---- Exercise text
Michael Ramsey’s The Anglican Spirit is a little introductory collection of lectures on the nature of Anglicanism from someone who served the Church as both a bishop and a scholar. Ramsey narrates the Church of England’s history, and he also talks about some of the more enduringly distinctive aspects of its theology and spirituality. This book has a very conversational feel, which makes sense given that it was delivered originally in lecture form. Actually, I may end up reading this before diving into MacCulloch’s more formidable works since it’s so short.

 

 

3. Literary Studies. 

Robert Alter’s The Art of Biblical Narrative, originally published in the early 1980’s, helped bring about the literary turn in biblical hermeneutics that has risen to some degree of prominence since its origins in the 1970’s. In it, he seeks to show readers the value of approaching the biblical text as a piece of literary art. For Alter, taking a literary approach to the Bible means being sensitive “to the artful use of language, to the shifting play of ideas, conventions, tone, sound, imagery, syntax, narrative viewpoint, compositional units, and much else” (p.13). Learning to read Scripture well is a lifelong task, and it seems like Alter’s work has much to offer for those of us seeking to become better, more attentive, readers of biblical narrative.
--------
---- Data for review
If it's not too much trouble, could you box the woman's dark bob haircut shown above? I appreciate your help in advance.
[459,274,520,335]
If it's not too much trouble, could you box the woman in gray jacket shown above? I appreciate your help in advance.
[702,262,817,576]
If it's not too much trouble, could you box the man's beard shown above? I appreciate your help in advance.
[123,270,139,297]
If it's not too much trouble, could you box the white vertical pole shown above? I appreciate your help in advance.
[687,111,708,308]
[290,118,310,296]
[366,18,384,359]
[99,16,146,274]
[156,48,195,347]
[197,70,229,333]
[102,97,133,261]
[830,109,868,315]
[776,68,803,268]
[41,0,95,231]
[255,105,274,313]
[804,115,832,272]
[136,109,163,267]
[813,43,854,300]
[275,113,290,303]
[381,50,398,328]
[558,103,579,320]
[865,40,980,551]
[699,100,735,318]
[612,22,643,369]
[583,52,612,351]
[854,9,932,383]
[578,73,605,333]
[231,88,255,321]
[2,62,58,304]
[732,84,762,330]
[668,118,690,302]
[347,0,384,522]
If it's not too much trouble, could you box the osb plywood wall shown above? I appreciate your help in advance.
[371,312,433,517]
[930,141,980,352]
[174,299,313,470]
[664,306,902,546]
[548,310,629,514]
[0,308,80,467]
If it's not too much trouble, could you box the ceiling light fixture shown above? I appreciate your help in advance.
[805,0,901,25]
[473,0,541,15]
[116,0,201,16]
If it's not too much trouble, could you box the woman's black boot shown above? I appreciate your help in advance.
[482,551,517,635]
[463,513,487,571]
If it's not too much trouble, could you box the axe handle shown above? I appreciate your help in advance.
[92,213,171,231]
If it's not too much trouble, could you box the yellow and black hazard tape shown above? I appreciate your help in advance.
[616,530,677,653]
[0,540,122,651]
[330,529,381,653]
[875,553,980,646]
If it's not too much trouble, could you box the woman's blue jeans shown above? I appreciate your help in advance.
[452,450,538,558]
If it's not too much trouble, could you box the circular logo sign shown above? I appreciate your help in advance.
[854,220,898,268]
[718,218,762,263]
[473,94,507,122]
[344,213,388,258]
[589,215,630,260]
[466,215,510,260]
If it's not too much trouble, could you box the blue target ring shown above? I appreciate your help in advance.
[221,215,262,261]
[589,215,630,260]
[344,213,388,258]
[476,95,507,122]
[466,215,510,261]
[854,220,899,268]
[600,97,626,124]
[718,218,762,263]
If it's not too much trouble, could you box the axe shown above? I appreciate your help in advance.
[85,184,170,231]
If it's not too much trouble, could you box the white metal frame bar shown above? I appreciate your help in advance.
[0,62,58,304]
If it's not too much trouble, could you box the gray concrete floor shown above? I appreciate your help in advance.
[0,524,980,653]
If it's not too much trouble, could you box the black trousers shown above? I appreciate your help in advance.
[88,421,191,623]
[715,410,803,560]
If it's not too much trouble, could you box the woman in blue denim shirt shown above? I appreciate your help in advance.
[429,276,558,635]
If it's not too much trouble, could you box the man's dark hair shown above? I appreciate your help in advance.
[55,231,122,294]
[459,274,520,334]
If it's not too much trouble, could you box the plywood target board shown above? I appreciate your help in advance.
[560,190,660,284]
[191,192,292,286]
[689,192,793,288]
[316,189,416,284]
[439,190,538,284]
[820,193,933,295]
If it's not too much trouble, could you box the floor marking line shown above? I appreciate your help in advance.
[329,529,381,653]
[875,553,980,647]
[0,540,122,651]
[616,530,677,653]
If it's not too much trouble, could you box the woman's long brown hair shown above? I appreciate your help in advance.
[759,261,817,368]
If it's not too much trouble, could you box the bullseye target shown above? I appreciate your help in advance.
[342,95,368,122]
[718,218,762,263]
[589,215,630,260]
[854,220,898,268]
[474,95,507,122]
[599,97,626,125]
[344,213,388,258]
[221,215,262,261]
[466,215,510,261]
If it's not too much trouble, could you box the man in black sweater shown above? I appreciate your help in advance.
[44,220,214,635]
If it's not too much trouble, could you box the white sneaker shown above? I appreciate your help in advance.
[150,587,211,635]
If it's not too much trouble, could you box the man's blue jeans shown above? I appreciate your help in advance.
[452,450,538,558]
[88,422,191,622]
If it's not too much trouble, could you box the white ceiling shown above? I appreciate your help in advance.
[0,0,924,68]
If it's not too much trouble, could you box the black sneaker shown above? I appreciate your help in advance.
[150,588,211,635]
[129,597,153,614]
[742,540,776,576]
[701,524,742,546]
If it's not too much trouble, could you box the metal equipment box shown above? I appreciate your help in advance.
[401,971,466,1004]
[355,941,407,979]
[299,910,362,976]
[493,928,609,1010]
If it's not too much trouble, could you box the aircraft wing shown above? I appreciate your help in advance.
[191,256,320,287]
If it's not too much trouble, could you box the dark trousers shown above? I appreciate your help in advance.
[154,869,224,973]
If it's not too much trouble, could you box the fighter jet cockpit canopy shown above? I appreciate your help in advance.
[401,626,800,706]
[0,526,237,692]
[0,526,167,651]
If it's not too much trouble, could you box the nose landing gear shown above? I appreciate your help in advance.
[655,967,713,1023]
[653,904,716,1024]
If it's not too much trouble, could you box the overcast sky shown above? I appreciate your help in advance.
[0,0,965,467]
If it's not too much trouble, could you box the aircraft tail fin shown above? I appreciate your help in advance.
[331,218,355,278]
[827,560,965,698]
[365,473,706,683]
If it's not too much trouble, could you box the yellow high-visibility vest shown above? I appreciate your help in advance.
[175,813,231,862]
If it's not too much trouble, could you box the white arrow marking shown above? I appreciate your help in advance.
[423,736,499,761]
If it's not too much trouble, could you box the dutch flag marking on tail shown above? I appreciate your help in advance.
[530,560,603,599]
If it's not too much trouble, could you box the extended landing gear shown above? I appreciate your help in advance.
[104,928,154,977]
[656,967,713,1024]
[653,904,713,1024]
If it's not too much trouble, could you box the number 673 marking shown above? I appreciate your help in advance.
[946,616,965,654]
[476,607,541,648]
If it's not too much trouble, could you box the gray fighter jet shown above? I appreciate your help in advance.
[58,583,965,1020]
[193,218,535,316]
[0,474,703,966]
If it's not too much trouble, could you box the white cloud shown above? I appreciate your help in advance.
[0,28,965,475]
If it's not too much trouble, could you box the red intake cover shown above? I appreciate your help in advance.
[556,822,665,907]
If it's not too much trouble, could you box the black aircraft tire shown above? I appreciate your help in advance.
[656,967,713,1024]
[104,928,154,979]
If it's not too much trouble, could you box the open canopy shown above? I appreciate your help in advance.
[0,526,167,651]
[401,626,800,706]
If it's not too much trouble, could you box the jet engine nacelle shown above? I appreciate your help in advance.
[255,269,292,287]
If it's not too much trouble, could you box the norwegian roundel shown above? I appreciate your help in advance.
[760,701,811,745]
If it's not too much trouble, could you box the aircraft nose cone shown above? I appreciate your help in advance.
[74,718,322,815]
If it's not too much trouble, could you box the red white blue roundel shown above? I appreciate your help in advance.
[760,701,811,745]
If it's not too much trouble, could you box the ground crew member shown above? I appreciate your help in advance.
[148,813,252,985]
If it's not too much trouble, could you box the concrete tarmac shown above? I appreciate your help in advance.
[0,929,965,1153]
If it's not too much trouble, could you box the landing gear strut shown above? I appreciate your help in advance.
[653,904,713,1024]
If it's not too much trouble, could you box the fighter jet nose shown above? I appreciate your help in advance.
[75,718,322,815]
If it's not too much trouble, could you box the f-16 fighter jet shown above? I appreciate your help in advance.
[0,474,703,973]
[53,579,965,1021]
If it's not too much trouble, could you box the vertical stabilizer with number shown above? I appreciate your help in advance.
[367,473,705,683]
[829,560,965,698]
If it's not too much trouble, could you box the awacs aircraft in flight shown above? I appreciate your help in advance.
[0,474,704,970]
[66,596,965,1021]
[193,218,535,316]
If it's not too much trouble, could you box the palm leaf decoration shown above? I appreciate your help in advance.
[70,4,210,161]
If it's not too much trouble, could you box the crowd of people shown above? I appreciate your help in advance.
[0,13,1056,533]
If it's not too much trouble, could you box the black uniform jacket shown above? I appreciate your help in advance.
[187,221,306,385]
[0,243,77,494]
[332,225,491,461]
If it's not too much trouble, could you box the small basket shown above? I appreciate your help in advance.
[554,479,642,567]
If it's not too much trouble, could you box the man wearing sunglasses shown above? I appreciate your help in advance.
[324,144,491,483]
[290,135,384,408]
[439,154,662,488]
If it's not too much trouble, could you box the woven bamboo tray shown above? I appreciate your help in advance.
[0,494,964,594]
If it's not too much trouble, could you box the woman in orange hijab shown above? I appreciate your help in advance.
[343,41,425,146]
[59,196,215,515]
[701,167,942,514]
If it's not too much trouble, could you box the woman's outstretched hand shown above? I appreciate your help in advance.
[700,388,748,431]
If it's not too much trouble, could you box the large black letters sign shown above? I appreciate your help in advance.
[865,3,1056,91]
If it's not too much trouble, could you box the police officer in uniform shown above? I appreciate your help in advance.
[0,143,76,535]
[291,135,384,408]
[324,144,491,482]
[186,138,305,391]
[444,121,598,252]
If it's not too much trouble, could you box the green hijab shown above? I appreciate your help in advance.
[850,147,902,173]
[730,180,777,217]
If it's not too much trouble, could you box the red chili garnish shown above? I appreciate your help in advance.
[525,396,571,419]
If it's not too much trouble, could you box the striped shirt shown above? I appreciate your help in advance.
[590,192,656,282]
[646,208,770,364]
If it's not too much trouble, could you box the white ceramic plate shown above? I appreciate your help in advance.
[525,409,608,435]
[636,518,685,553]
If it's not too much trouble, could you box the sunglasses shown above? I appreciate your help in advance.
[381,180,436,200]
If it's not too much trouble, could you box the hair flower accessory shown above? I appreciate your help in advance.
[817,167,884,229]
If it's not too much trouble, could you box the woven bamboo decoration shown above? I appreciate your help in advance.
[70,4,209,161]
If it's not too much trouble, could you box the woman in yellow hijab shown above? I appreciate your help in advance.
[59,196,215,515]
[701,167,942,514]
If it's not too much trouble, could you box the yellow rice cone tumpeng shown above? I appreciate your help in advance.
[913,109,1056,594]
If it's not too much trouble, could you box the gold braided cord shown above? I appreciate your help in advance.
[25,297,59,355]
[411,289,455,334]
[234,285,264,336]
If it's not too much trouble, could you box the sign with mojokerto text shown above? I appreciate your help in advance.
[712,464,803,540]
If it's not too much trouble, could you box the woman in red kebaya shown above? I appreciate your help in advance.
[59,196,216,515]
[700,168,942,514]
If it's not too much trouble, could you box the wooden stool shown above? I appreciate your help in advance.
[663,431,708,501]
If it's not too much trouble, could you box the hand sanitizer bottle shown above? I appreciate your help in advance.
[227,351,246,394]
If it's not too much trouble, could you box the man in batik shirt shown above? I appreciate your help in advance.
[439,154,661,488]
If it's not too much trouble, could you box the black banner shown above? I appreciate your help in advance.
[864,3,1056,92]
--------
_How to complete this task_
Return the portion of the book notes between "Robert Alter’s The Art" and "of biblical narrative.", inclusive, copied word for word. This data was taken from a separate source.

_Final answer_
Robert Alter’s The Art of Biblical Narrative, originally published in the early 1980’s, helped bring about the literary turn in biblical hermeneutics that has risen to some degree of prominence since its origins in the 1970’s. In it, he seeks to show readers the value of approaching the biblical text as a piece of literary art. For Alter, taking a literary approach to the Bible means being sensitive “to the artful use of language, to the shifting play of ideas, conventions, tone, sound, imagery, syntax, narrative viewpoint, compositional units, and much else” (p.13). Learning to read Scripture well is a lifelong task, and it seems like Alter’s work has much to offer for those of us seeking to become better, more attentive, readers of biblical narrative.